Exercise brief: Please return all the records exactly, with nothing left out.

Excerpted records:
*****

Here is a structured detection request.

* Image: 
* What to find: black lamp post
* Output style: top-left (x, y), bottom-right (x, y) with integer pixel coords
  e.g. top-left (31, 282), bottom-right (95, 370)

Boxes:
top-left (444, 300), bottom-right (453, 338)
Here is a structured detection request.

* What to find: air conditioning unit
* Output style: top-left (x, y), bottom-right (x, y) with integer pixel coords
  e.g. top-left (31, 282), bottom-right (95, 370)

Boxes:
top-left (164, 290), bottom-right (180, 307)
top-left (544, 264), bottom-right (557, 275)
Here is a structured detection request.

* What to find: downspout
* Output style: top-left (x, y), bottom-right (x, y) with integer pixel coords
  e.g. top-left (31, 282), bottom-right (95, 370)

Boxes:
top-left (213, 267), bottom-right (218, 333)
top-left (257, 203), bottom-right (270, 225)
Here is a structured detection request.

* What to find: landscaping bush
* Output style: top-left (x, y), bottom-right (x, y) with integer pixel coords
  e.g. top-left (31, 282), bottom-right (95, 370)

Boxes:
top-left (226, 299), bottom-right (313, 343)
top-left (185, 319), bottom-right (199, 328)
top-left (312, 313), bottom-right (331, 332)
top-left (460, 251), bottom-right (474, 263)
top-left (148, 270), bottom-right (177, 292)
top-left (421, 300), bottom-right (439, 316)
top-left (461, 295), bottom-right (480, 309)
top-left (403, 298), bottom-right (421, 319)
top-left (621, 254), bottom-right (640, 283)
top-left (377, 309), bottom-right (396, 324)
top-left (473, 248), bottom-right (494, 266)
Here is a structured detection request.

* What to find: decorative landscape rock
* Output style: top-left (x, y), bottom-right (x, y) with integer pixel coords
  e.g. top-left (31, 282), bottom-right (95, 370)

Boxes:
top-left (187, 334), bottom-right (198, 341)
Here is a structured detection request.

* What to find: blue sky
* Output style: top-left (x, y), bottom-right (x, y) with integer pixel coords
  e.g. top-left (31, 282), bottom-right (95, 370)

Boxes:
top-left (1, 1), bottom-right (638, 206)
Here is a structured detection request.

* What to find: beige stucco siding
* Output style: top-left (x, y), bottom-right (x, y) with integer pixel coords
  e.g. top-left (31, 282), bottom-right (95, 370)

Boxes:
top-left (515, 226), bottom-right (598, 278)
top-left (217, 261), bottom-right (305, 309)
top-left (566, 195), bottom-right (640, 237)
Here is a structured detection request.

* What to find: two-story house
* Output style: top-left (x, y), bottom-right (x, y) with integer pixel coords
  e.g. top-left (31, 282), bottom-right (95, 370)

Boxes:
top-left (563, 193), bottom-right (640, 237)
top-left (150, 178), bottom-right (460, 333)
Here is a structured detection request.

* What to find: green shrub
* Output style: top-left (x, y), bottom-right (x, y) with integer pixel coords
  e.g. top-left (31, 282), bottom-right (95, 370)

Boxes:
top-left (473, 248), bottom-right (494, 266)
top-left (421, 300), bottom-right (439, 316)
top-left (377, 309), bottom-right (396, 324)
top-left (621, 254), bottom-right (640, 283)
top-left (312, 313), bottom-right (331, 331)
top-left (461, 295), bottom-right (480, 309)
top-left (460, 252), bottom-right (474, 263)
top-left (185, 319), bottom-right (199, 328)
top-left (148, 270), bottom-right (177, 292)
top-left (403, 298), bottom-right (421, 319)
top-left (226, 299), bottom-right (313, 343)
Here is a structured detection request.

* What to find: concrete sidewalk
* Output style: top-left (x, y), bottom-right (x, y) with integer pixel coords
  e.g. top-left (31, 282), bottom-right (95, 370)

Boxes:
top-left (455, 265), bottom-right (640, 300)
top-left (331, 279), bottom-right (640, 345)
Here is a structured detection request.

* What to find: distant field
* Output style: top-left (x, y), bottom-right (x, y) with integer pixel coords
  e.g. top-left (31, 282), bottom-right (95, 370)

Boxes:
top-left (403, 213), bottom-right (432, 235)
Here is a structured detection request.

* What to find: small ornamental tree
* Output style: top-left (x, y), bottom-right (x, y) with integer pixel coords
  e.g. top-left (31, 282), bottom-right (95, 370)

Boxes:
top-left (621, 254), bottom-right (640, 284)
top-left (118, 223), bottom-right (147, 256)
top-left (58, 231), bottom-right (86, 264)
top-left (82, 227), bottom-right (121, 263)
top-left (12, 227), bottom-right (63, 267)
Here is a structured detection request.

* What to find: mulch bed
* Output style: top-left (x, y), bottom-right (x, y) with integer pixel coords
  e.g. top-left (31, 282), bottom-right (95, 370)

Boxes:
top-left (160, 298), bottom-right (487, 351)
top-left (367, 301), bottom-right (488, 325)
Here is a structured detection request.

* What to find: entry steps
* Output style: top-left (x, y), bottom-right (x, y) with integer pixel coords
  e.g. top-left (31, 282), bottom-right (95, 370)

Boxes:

*****

Written answer:
Here is a structured detection request.

* Image: 
* What to find: black lamp post
* Output style: top-left (x, y), bottom-right (x, y) with integer pixel coords
  e.g. top-left (31, 282), bottom-right (95, 370)

Boxes:
top-left (444, 300), bottom-right (453, 338)
Here is a structured detection request.

* What to find: air conditioning unit
* Output style: top-left (x, y), bottom-right (x, y) with integer pixel coords
  e.g. top-left (31, 282), bottom-right (95, 370)

Boxes:
top-left (164, 290), bottom-right (180, 307)
top-left (544, 264), bottom-right (557, 275)
Here is a structured detection request.

* What to find: downspout
* Output style: top-left (x, y), bottom-right (x, y) with integer pixel coords
  e.g. top-left (31, 282), bottom-right (95, 370)

Boxes:
top-left (213, 267), bottom-right (218, 333)
top-left (257, 203), bottom-right (270, 225)
Here is a structured detection request.

* What to find: landscaping bush
* Output style: top-left (x, y), bottom-right (x, y) with integer pixel coords
  e.g. top-left (31, 282), bottom-right (95, 370)

Boxes:
top-left (226, 299), bottom-right (313, 343)
top-left (185, 319), bottom-right (199, 328)
top-left (312, 313), bottom-right (331, 332)
top-left (460, 251), bottom-right (474, 263)
top-left (148, 270), bottom-right (177, 292)
top-left (421, 300), bottom-right (439, 316)
top-left (461, 295), bottom-right (480, 309)
top-left (403, 298), bottom-right (421, 319)
top-left (621, 254), bottom-right (640, 283)
top-left (377, 309), bottom-right (396, 324)
top-left (473, 248), bottom-right (494, 266)
Here is a structured detection request.

* What to find: decorative landscape rock
* Output style: top-left (x, y), bottom-right (x, y) with integer pixel coords
  e.g. top-left (31, 282), bottom-right (95, 370)

Boxes:
top-left (187, 334), bottom-right (198, 341)
Here is a structured detection request.

* What to find: blue sky
* Output style: top-left (x, y), bottom-right (x, y) with integer pixel coords
  e.g. top-left (31, 282), bottom-right (95, 370)

Boxes:
top-left (1, 1), bottom-right (638, 206)
Here is a structured detection request.

* What to find: beige stucco siding
* Output style: top-left (x, y), bottom-right (x, y) with integer pixel coords
  e.g. top-left (31, 282), bottom-right (95, 370)

Boxes:
top-left (515, 226), bottom-right (598, 278)
top-left (217, 261), bottom-right (305, 309)
top-left (566, 195), bottom-right (640, 237)
Here is a structured detection request.

* What to find: two-story house
* Output style: top-left (x, y), bottom-right (x, y) with integer pixel coords
  e.g. top-left (31, 282), bottom-right (95, 370)

Boxes:
top-left (563, 193), bottom-right (640, 237)
top-left (150, 178), bottom-right (460, 333)
Here is a structured detection request.

* What to find: green shrub
* Output style: top-left (x, y), bottom-right (x, y) with integer pixel coords
  e.g. top-left (31, 282), bottom-right (95, 370)

Boxes:
top-left (473, 248), bottom-right (494, 266)
top-left (421, 300), bottom-right (439, 316)
top-left (377, 309), bottom-right (396, 324)
top-left (621, 254), bottom-right (640, 283)
top-left (312, 313), bottom-right (331, 331)
top-left (461, 295), bottom-right (480, 309)
top-left (460, 252), bottom-right (474, 263)
top-left (185, 319), bottom-right (199, 328)
top-left (148, 270), bottom-right (177, 292)
top-left (403, 298), bottom-right (421, 319)
top-left (226, 299), bottom-right (313, 343)
Here is a structured detection request.

* What to find: concrete sidewalk
* Output style: top-left (x, y), bottom-right (x, y) with integer pixel coords
  e.g. top-left (31, 282), bottom-right (95, 370)

Boxes:
top-left (455, 265), bottom-right (640, 300)
top-left (331, 279), bottom-right (640, 345)
Here is a structured detection request.

* What to find: distant field
* Output style: top-left (x, y), bottom-right (x, y) with integer pixel coords
  e.g. top-left (31, 282), bottom-right (95, 370)

Boxes:
top-left (403, 213), bottom-right (432, 235)
Here is a structured detection request.

* What to find: small ornamental tree
* Output style: top-left (x, y), bottom-right (x, y) with integer pixel coords
  e.g. top-left (31, 282), bottom-right (95, 370)

Boxes:
top-left (621, 254), bottom-right (640, 284)
top-left (118, 223), bottom-right (147, 256)
top-left (58, 231), bottom-right (86, 264)
top-left (82, 227), bottom-right (121, 263)
top-left (12, 227), bottom-right (63, 267)
Here is a structured detection request.

* What to find: mulch bed
* Output style: top-left (x, y), bottom-right (x, y) with integer pixel coords
  e.g. top-left (31, 282), bottom-right (95, 370)

Boxes:
top-left (160, 298), bottom-right (487, 351)
top-left (367, 301), bottom-right (488, 325)
Here is a structured detection request.

* What to find: entry steps
* Output style: top-left (x, y), bottom-right (x, y) with integer pixel coords
  e.g. top-left (31, 282), bottom-right (95, 370)

Boxes:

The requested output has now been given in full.